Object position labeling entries
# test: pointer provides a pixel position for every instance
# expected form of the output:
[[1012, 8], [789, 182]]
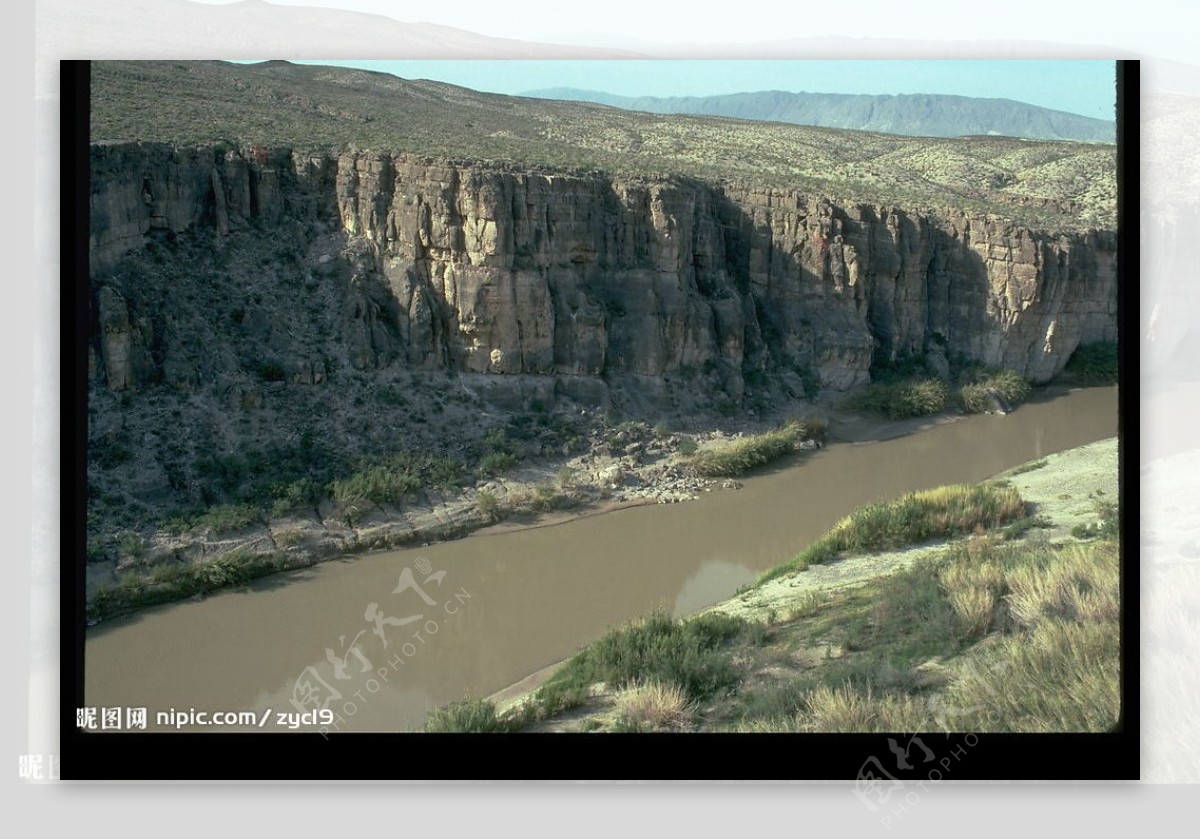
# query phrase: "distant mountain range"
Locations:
[[910, 114]]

*Given request*
Could you transcribe every line of the records above word for word, leaving the pictures out of your answer?

*Result*
# test: pointer provides a pixel position for every instance
# expected form of the output:
[[1012, 8], [789, 182]]
# query phrase: "distant mountain range"
Locations:
[[910, 114]]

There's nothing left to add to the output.